→ Actions to take
(a) In the passage about Robert Bradley, print the portion from "Over a solo" up to and including "never heard of.".
(b) Condense the paragraph of the passage about Robert Bradley that begins "1996's Blackwater Surprise" into a shorter version that keeps its main facts.

Over a solo recording career spanning 15 years, Robert Bradley has consistently proven himself to be one of the greatest living purveyors of soul music you’ve probably never heard of.
1996’s Blackwater Surprise introduced a handful of listeners to a singer-songwriter and musician of tremendous range, emotional depth, and raw talent. The album featured exhilarating all-out rock jams (“Trouble Brother”), heartbreaking soul ballads (“Way Back” and “California”), and emotional blues romps (“Shake It Off” and “Burn”). On his next three studio albums, the Detroit-based singer and pianist continued to expand his sound, adding elements of gospel, folk, country, and hip-hop to an already-diverse repertoire. It wasn’t so much that Bradley was breaking any new musical ground, but that he was able to embody in his music the last 40 years of American rock, soul, and R&B.

Point localization data:
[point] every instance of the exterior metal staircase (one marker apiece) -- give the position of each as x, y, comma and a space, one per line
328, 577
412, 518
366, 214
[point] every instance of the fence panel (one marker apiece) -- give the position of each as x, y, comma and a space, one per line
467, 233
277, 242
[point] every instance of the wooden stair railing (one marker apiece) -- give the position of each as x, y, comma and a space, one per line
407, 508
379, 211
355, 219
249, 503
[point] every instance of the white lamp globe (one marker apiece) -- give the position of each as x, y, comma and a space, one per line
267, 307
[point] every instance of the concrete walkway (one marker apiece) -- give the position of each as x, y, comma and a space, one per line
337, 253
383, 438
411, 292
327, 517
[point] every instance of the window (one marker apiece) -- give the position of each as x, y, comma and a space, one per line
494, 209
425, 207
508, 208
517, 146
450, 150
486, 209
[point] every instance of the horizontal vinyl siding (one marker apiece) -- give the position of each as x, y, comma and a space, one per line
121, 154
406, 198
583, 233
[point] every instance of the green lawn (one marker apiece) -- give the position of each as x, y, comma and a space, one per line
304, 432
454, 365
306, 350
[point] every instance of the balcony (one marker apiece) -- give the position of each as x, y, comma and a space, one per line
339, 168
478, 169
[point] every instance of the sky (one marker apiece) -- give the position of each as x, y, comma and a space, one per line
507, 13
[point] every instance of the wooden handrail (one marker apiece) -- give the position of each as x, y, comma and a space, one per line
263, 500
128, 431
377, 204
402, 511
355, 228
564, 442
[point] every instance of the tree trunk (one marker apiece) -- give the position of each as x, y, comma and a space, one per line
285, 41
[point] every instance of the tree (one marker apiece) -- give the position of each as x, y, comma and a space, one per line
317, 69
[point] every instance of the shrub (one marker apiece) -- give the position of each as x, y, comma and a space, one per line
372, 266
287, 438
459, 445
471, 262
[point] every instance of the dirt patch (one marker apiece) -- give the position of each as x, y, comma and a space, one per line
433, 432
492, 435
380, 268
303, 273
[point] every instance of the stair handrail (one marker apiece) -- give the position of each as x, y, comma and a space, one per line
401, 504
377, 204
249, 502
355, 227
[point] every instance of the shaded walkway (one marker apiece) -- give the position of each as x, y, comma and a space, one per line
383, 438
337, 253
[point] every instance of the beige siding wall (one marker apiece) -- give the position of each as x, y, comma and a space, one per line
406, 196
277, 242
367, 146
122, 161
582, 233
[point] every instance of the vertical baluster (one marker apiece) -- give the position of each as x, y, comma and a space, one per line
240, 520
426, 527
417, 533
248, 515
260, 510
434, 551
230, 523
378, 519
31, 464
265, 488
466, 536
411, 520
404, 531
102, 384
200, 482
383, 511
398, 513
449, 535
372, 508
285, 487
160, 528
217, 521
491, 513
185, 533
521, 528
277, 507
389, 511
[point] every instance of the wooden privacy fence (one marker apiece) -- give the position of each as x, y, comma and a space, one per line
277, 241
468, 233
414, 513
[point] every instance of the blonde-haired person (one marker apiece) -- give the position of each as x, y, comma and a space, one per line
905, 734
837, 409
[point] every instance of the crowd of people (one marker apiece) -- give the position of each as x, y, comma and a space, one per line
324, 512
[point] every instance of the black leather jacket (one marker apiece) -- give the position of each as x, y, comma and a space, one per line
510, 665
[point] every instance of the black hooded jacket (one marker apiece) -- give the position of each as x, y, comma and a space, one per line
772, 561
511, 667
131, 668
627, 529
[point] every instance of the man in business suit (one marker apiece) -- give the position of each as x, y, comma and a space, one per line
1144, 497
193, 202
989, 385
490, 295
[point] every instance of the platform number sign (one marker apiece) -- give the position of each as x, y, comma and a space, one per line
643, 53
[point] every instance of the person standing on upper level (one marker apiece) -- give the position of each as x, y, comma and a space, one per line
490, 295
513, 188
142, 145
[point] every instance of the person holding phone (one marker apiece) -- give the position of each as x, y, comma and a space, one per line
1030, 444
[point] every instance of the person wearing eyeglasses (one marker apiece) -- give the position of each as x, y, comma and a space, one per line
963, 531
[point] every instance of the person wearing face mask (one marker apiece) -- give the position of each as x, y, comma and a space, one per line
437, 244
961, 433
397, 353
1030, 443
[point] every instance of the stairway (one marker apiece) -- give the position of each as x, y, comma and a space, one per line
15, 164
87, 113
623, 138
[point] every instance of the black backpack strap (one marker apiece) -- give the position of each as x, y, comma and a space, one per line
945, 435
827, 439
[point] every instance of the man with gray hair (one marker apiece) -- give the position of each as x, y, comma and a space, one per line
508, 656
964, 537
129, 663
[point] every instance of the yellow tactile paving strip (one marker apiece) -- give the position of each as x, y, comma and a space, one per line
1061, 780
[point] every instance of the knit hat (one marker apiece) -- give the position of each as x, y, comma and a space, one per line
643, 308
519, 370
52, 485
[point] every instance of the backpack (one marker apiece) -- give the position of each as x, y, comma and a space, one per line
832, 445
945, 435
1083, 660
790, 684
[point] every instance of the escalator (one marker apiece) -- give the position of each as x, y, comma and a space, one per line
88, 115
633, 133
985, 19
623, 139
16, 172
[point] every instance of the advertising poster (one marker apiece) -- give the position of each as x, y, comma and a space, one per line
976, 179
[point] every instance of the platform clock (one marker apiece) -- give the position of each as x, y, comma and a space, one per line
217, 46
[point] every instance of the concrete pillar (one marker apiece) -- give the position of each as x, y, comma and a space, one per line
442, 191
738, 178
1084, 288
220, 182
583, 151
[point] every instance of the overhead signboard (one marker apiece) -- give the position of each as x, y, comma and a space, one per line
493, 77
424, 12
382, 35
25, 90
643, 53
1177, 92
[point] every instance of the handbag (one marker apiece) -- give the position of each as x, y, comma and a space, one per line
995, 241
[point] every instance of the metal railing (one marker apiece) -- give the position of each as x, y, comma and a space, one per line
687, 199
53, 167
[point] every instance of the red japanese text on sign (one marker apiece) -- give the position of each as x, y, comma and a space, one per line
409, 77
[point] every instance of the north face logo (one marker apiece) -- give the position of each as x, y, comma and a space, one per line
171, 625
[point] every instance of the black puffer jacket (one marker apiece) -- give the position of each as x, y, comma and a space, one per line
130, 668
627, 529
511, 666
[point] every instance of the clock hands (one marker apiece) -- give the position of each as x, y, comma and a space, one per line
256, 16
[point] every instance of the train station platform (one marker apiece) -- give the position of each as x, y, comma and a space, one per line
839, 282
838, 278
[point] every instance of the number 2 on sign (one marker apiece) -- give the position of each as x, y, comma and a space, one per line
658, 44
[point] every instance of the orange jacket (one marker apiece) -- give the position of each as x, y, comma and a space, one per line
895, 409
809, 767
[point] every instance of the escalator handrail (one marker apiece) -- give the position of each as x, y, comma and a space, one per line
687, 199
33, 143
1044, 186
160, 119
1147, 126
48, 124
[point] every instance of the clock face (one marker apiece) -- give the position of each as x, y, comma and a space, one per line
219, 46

→ Completed exercise
(a)
Over a solo recording career spanning 15 years, Robert Bradley has consistently proven himself to be one of the greatest living purveyors of soul music you’ve probably never heard of.

(b) Bradley's 1996 album Blackwater Surprise showed a handful of listeners his wide range, emotional depth, and raw talent through rock jams ("Trouble Brother"), soul ballads ("Way Back" and "California"), and blues romps ("Shake It Off" and "Burn"). On his next three studio albums, the Detroit-based singer and pianist added gospel, folk, country, and hip-hop. He wasn't breaking new ground so much as embodying the last 40 years of American rock, soul, and R&B.